**What you will do:** Copy out each line of the material in which the word "head" appears.

****************************************

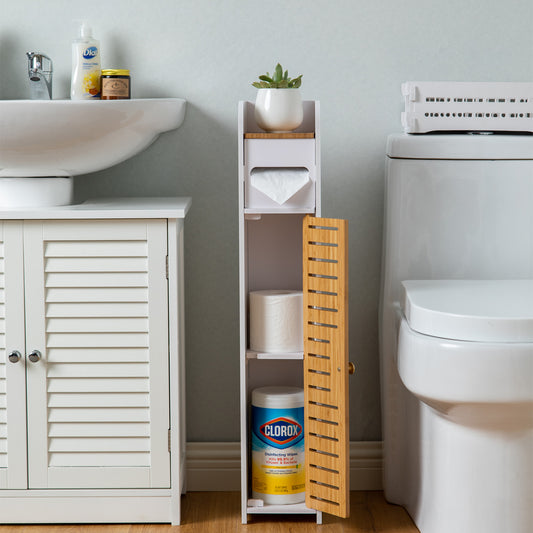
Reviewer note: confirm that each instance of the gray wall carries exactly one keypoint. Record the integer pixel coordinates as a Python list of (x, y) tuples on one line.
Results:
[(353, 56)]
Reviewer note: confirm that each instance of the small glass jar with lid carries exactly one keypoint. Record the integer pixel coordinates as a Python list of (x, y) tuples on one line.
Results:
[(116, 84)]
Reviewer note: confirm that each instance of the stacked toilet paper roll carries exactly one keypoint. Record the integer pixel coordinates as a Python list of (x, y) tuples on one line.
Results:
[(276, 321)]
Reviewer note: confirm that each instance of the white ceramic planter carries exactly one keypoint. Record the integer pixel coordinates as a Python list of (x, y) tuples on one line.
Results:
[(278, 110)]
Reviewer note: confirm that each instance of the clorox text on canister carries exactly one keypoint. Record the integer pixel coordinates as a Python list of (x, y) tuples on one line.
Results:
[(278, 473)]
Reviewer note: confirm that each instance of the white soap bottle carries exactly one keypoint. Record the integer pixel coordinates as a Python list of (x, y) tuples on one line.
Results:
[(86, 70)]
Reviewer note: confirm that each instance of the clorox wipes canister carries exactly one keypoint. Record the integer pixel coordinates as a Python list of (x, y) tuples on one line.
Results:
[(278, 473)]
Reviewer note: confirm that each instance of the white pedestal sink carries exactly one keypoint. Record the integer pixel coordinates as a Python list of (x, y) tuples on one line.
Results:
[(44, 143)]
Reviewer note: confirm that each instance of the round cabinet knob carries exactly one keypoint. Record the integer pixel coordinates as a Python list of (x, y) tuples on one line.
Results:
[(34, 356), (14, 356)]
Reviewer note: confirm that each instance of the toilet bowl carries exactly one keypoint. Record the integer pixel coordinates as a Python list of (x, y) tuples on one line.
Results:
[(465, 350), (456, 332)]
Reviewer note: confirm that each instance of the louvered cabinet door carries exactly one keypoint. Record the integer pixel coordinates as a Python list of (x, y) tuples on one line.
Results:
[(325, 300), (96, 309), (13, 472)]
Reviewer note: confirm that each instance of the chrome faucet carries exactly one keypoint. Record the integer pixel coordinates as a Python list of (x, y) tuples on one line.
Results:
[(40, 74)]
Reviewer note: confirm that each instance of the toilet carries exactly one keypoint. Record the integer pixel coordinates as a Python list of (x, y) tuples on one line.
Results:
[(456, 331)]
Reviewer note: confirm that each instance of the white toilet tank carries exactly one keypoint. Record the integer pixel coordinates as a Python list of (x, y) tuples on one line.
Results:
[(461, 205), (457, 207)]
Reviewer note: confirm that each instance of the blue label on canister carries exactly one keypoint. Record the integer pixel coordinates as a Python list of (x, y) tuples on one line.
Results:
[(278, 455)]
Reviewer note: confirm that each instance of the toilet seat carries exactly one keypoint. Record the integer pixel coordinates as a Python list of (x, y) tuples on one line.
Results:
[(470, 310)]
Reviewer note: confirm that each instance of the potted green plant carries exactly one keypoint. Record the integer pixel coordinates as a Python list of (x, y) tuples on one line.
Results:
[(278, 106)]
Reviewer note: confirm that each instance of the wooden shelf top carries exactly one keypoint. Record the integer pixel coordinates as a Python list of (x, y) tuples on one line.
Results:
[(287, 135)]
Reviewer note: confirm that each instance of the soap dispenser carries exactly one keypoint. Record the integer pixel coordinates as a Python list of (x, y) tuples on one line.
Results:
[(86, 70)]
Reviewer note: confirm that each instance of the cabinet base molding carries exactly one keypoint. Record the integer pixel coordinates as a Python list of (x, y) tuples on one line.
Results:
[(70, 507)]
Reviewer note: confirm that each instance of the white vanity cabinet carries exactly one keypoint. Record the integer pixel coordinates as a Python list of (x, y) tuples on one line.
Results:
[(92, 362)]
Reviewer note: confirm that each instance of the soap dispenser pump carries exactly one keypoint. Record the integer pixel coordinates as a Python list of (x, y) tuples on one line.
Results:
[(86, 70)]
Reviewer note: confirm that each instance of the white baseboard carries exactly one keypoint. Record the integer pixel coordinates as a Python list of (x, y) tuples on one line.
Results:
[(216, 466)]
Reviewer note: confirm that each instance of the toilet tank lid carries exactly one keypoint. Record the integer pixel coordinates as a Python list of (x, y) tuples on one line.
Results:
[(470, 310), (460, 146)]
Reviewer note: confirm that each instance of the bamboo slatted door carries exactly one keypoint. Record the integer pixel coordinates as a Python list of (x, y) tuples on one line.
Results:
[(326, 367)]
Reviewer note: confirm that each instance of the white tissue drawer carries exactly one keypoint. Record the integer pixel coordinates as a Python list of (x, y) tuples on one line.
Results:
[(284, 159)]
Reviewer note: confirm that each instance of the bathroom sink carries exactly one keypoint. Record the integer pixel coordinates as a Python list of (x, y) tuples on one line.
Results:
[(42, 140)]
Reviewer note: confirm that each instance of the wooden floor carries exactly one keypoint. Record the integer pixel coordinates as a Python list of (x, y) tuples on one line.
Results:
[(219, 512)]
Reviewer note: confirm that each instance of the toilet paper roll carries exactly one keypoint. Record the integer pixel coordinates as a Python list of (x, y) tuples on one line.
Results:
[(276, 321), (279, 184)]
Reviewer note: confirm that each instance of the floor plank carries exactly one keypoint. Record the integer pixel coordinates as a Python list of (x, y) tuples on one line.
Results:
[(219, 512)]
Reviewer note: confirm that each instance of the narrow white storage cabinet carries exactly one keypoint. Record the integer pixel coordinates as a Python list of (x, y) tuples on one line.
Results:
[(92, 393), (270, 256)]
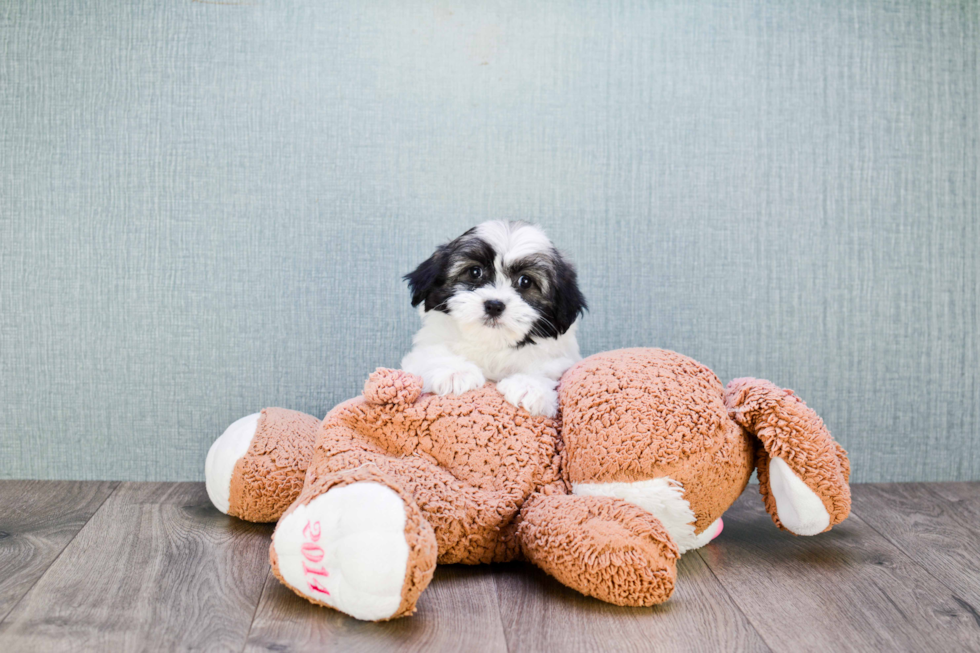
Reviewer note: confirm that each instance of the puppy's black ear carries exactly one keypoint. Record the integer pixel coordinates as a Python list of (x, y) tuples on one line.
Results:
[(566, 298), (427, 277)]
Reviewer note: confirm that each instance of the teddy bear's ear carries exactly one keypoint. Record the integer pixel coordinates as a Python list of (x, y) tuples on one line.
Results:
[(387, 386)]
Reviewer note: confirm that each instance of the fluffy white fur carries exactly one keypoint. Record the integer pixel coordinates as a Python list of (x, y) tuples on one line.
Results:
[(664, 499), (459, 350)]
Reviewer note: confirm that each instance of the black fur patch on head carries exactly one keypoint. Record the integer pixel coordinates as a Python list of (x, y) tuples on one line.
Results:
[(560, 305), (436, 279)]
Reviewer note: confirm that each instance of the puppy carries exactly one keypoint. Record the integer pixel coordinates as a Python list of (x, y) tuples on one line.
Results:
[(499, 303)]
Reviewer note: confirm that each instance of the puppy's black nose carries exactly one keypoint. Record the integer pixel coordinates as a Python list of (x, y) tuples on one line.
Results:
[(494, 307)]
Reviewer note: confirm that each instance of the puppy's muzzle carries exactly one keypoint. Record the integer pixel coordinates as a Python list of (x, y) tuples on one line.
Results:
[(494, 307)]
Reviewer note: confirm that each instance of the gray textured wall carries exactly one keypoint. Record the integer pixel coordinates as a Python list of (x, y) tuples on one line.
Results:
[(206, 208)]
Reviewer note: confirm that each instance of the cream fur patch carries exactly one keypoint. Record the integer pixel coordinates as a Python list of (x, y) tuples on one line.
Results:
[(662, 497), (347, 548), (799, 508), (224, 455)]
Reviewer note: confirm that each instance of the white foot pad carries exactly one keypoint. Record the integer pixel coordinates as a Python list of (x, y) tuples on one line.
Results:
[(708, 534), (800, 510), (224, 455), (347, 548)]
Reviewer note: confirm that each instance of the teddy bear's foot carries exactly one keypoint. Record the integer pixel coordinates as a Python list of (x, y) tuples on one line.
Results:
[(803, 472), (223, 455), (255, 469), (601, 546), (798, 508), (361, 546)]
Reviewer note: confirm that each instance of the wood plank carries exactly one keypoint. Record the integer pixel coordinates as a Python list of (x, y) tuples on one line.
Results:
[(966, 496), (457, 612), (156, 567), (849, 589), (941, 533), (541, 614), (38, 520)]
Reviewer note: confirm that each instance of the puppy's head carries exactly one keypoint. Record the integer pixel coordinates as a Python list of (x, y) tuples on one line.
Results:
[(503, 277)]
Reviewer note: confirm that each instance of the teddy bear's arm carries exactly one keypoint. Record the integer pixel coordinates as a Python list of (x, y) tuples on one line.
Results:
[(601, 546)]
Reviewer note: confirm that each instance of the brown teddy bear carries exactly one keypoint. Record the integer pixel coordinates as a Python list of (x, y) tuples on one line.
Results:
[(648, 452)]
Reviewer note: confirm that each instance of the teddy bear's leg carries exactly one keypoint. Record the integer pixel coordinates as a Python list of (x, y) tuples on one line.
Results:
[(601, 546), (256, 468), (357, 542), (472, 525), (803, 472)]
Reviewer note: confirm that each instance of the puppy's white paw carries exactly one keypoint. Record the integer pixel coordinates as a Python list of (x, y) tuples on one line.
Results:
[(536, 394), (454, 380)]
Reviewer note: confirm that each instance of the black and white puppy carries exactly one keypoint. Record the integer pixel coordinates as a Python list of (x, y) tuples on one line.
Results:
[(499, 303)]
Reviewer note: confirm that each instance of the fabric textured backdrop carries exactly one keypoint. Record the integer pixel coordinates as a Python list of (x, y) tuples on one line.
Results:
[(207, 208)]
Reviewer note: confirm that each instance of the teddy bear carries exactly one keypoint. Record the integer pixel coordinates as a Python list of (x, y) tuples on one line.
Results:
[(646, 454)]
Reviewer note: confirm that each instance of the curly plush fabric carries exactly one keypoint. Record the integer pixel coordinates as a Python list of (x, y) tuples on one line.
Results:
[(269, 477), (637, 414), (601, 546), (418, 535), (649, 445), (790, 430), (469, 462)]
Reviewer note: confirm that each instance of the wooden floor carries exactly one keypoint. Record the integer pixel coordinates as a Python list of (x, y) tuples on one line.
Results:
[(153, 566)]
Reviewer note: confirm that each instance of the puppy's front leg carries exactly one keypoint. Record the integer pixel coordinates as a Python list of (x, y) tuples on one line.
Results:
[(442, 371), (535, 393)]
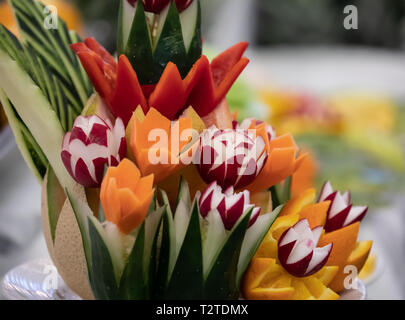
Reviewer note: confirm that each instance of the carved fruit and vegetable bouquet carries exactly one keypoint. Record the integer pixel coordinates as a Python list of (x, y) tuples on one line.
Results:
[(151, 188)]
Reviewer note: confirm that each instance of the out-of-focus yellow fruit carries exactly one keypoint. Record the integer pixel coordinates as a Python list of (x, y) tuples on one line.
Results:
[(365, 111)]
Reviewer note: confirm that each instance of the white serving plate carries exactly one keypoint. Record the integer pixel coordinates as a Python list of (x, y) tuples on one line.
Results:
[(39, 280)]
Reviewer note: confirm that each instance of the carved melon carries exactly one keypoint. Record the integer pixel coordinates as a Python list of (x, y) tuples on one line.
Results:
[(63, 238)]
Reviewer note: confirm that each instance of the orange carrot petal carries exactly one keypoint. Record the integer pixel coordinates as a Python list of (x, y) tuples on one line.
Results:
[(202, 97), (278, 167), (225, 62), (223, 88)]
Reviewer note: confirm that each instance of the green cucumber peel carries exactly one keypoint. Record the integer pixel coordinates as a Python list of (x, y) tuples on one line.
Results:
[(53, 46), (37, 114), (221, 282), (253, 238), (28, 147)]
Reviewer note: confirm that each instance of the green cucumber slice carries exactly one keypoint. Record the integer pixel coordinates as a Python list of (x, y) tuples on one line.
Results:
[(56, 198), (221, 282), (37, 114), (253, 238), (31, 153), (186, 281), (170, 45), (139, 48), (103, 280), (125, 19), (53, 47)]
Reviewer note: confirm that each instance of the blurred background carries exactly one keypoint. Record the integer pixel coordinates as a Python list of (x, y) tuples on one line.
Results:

****************************************

**Answer to the exercise:**
Reviewer note: confirm that each instance of the black fur patch on head carries exactly one keypoint. Record the integer pixel coordinates as a Python list of (x, y) tuples on one line.
Reviewer note: confirm that each instance of the puppy's head carries exactly one keypoint. Record the integer pixel coordinates as a Python list of (x, y) tuples on one line.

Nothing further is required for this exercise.